[Stored data]

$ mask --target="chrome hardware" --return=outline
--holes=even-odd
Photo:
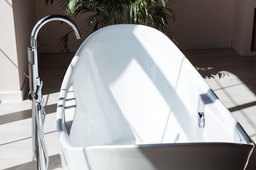
[[[198,112],[198,127],[202,128],[204,127],[204,114],[203,112]]]
[[[27,74],[26,73],[24,73],[23,74],[25,76],[27,77],[28,78],[29,78],[29,75],[28,74]]]
[[[40,29],[47,23],[60,20],[68,24],[73,29],[77,39],[82,38],[78,27],[68,18],[59,15],[47,16],[35,25],[30,35],[30,45],[28,47],[29,75],[24,75],[29,79],[29,98],[32,102],[32,139],[33,152],[36,161],[38,170],[46,170],[49,159],[44,139],[43,116],[45,112],[43,106],[44,99],[42,96],[43,82],[38,74],[36,38]]]

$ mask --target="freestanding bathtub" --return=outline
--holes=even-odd
[[[57,130],[64,170],[244,170],[254,146],[164,34],[107,26],[64,78]]]

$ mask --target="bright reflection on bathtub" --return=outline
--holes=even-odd
[[[162,138],[164,139],[163,136],[164,135],[166,126],[168,126],[168,123],[170,124],[168,122],[170,120],[173,120],[172,126],[177,127],[180,126],[177,120],[173,121],[176,119],[175,116],[170,116],[172,114],[171,108],[135,59],[130,60],[121,75],[110,84],[109,87],[134,131],[137,144],[161,143]],[[121,91],[122,93],[120,93]],[[134,100],[131,99],[135,97]],[[127,104],[127,101],[124,101],[127,99],[130,99],[129,105]],[[149,120],[155,120],[154,124],[152,124],[152,121]],[[144,122],[143,126],[140,123],[141,121]],[[166,121],[166,124],[163,124],[165,121]],[[180,128],[177,128],[182,129]],[[175,131],[173,129],[172,133],[173,130]],[[140,137],[141,136],[144,137],[142,139]],[[169,138],[168,140],[174,141],[175,136],[172,137],[173,139]]]

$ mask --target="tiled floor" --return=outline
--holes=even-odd
[[[183,51],[254,141],[256,141],[256,57],[231,49]],[[48,169],[60,170],[56,110],[62,77],[74,54],[43,54],[39,75],[45,97],[44,132]],[[35,170],[31,148],[31,104],[0,103],[0,170]],[[255,149],[255,150],[256,150]],[[256,150],[246,170],[256,169]]]

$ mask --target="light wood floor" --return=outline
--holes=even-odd
[[[182,51],[256,141],[256,56],[240,56],[231,49]],[[47,115],[44,117],[49,170],[60,170],[56,110],[58,92],[74,54],[42,54],[39,75]],[[0,170],[35,170],[32,153],[30,101],[0,103]],[[256,149],[246,170],[256,169]]]

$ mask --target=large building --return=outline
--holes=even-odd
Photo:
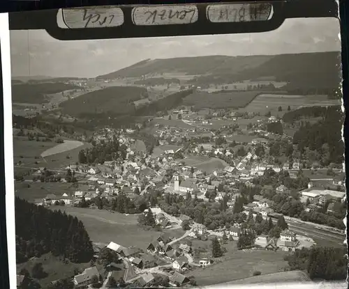
[[[179,175],[174,175],[174,189],[175,192],[179,192],[181,193],[190,192],[191,194],[194,192],[194,190],[198,189],[196,184],[193,182],[189,180],[180,180]]]

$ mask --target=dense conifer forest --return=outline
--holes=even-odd
[[[81,221],[60,210],[15,198],[17,263],[46,253],[74,263],[89,262],[92,243]]]

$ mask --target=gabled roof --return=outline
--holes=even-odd
[[[154,279],[154,276],[151,273],[144,273],[140,275],[141,278],[144,281],[146,284],[151,282]]]
[[[179,274],[179,272],[175,272],[171,277],[170,280],[172,282],[177,282],[179,284],[183,284],[186,279],[188,279],[184,275]]]
[[[91,267],[90,268],[85,269],[82,274],[75,275],[74,276],[74,279],[75,279],[77,284],[80,284],[82,283],[90,281],[94,275],[99,275],[99,272],[96,267]]]

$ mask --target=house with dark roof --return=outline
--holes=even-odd
[[[164,244],[168,244],[170,243],[172,240],[172,237],[168,235],[168,234],[163,234],[161,236],[159,236],[157,239],[157,242],[162,242]]]
[[[179,272],[174,274],[170,277],[170,283],[174,286],[182,286],[189,282],[188,277]]]
[[[173,249],[166,252],[166,256],[168,258],[173,260],[176,259],[177,257],[179,257],[181,253],[179,251],[176,250],[175,249]]]
[[[143,260],[138,257],[130,258],[130,260],[132,264],[135,265],[138,268],[143,267]]]
[[[275,238],[270,238],[265,246],[265,249],[268,251],[276,251],[278,248],[278,240]]]
[[[276,188],[277,194],[290,194],[290,192],[291,190],[283,185],[281,185]]]
[[[75,288],[82,288],[89,285],[94,276],[99,276],[96,267],[85,269],[82,274],[74,276],[73,281]]]
[[[191,247],[186,244],[181,244],[178,249],[181,251],[188,253],[191,253]]]
[[[179,271],[184,271],[188,269],[188,258],[184,256],[179,257],[172,263],[173,269]]]
[[[17,288],[20,288],[22,283],[24,281],[25,276],[24,275],[17,275]]]
[[[140,285],[140,287],[149,287],[151,283],[154,281],[154,276],[151,273],[147,272],[140,275],[140,278],[135,281],[136,284]]]

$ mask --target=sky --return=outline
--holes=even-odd
[[[259,33],[60,41],[44,30],[12,31],[11,74],[95,77],[147,58],[341,51],[334,18],[287,19]]]

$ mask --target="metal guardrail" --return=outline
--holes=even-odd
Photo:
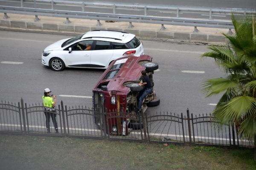
[[[195,31],[197,30],[196,27],[228,28],[230,30],[234,27],[230,18],[227,20],[213,20],[213,17],[218,14],[216,17],[226,17],[227,15],[230,15],[233,11],[246,15],[251,11],[250,9],[241,8],[187,7],[58,0],[0,0],[0,3],[8,4],[6,4],[8,6],[0,6],[0,12],[5,13],[4,18],[6,18],[8,17],[7,13],[13,13],[35,15],[35,21],[39,20],[38,16],[43,16],[65,17],[68,20],[66,22],[67,23],[69,23],[68,18],[79,18],[97,20],[97,26],[101,25],[100,20],[113,20],[129,22],[129,28],[133,28],[132,23],[135,22],[161,24],[161,30],[165,29],[165,24],[194,26]],[[17,6],[13,6],[14,5],[10,6],[12,3]],[[104,11],[104,12],[99,12],[102,10]],[[129,14],[127,14],[127,13]],[[209,15],[209,17],[203,19],[201,15]],[[182,17],[181,15],[183,15]],[[192,16],[193,18],[191,18]]]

**Your objective**
Quote every record above exactly, leaving out the pictures.

**Output below**
$ mask --target="chrome hardware" --return=outline
--holes=even-odd
Photo:
[[[198,112],[198,127],[202,128],[204,127],[204,114],[203,112]]]
[[[27,74],[26,73],[24,73],[23,74],[25,76],[27,77],[28,78],[29,78],[29,75],[28,74]]]
[[[40,29],[47,23],[60,20],[68,24],[73,29],[77,39],[82,38],[78,27],[68,18],[59,15],[47,16],[35,25],[30,35],[30,45],[28,47],[29,75],[24,75],[29,79],[29,98],[32,102],[32,139],[33,152],[36,161],[38,170],[46,170],[49,159],[44,139],[43,116],[45,112],[43,106],[44,99],[42,96],[43,82],[38,74],[36,38]]]

$ mask --target="freestanding bathtub" --return=outline
--holes=even-odd
[[[57,130],[64,170],[244,170],[254,146],[164,34],[107,26],[64,78]]]

$ mask --target="bright reflection on bathtub" --return=outline
--holes=even-odd
[[[162,138],[164,139],[163,136],[164,135],[166,126],[168,126],[168,123],[170,124],[168,122],[170,120],[173,120],[172,126],[177,127],[180,126],[177,120],[173,121],[176,119],[175,116],[170,116],[172,114],[171,108],[135,59],[130,60],[121,75],[110,84],[109,87],[134,131],[137,144],[161,143]],[[121,91],[122,93],[120,93]],[[134,100],[131,99],[135,97]],[[127,104],[127,101],[124,101],[127,99],[130,99],[129,105]],[[149,120],[155,120],[154,124],[152,124],[152,121]],[[144,122],[143,126],[140,123],[141,121]],[[166,121],[166,124],[163,124],[165,121]],[[180,128],[177,128],[182,129]],[[175,131],[173,129],[172,133],[173,130]],[[140,137],[141,136],[144,137],[142,139]],[[169,138],[168,140],[174,141],[175,136],[172,137],[173,139]]]

$ mask --target="tiled floor" --return=outline
--holes=even-odd
[[[183,51],[254,141],[256,141],[256,57],[231,49]],[[48,169],[60,170],[56,110],[62,77],[74,54],[43,54],[39,75],[45,97],[44,132]],[[35,170],[31,148],[31,104],[0,103],[0,170]],[[255,149],[255,150],[256,150]],[[256,150],[246,170],[256,169]]]

$ mask --target="light wood floor" --return=outline
--holes=even-odd
[[[182,51],[256,141],[256,56],[240,56],[231,49]],[[47,115],[44,117],[49,170],[60,170],[56,110],[58,92],[74,54],[42,54],[39,75]],[[0,170],[35,170],[32,153],[30,101],[0,103]],[[256,149],[246,170],[256,169]]]

$ mask --target=large building --return=outline
--holes=even-odd
Photo:
[[[179,175],[174,175],[174,189],[175,192],[179,192],[181,193],[190,192],[191,194],[194,192],[194,190],[198,189],[196,184],[193,182],[189,180],[180,180]]]

$ mask --target=dense conifer forest --return=outline
--holes=even-odd
[[[81,221],[60,210],[15,198],[17,263],[46,253],[74,263],[89,262],[92,243]]]

$ mask --target=gabled roof --return=outline
--holes=even-odd
[[[154,279],[154,276],[151,273],[144,273],[140,275],[141,278],[144,281],[146,284],[151,282]]]
[[[179,274],[179,272],[175,272],[171,277],[170,280],[172,282],[177,282],[179,284],[183,284],[186,279],[188,279],[184,275]]]
[[[91,267],[90,268],[85,269],[82,274],[75,275],[74,276],[74,279],[75,279],[77,284],[80,284],[82,283],[90,281],[94,275],[99,275],[99,272],[96,267]]]

$ mask --target=house with dark roof --return=outline
--holes=even-odd
[[[164,244],[168,244],[170,243],[172,240],[172,237],[168,235],[168,234],[163,234],[161,236],[159,236],[157,239],[157,242],[162,242]]]
[[[179,272],[174,274],[170,277],[170,283],[174,286],[182,286],[189,282],[188,277]]]
[[[173,249],[166,252],[166,256],[168,258],[173,260],[176,259],[177,257],[179,257],[181,253],[179,251],[176,250],[175,249]]]
[[[143,260],[138,257],[130,258],[130,260],[132,264],[135,265],[138,268],[143,267]]]
[[[275,238],[270,238],[265,246],[265,249],[268,251],[276,251],[278,248],[278,240]]]
[[[276,188],[277,194],[290,194],[290,192],[291,190],[283,185],[281,185]]]
[[[75,288],[82,288],[89,285],[94,276],[99,276],[96,267],[85,269],[82,274],[74,276],[73,281]]]
[[[191,247],[186,244],[181,244],[178,249],[181,251],[188,253],[191,253]]]
[[[179,271],[184,271],[188,269],[188,258],[184,256],[179,257],[172,263],[173,269]]]
[[[17,288],[20,288],[22,283],[24,281],[25,276],[24,275],[17,275]]]
[[[140,285],[140,287],[149,287],[151,283],[154,281],[154,276],[151,273],[147,272],[140,275],[140,278],[135,281],[136,284]]]

$ mask --target=sky --return=outline
--holes=even-odd
[[[259,33],[60,41],[44,30],[12,31],[11,74],[95,77],[147,58],[341,51],[334,18],[287,19]]]

$ mask --target="metal guardrail" --return=outline
--holes=even-odd
Photo:
[[[195,31],[197,30],[196,27],[228,28],[230,30],[234,27],[230,18],[227,20],[213,20],[213,17],[218,14],[216,17],[226,17],[227,15],[230,15],[233,11],[246,15],[251,11],[250,9],[241,8],[187,7],[58,0],[0,0],[0,3],[8,4],[6,4],[8,6],[0,6],[0,12],[5,13],[4,18],[6,18],[8,17],[7,13],[13,13],[35,15],[35,21],[39,20],[38,16],[43,16],[65,17],[68,20],[66,22],[67,23],[69,23],[68,18],[79,18],[97,20],[97,26],[101,25],[100,20],[113,20],[129,22],[129,28],[133,28],[132,23],[135,22],[161,24],[161,30],[165,29],[165,24],[194,26]],[[17,6],[13,6],[14,5],[10,6],[12,3]],[[104,11],[104,12],[99,12],[102,10]],[[129,14],[127,14],[127,13]],[[209,15],[209,17],[203,19],[201,15]],[[182,17],[181,15],[183,15]],[[192,16],[193,18],[191,18]]]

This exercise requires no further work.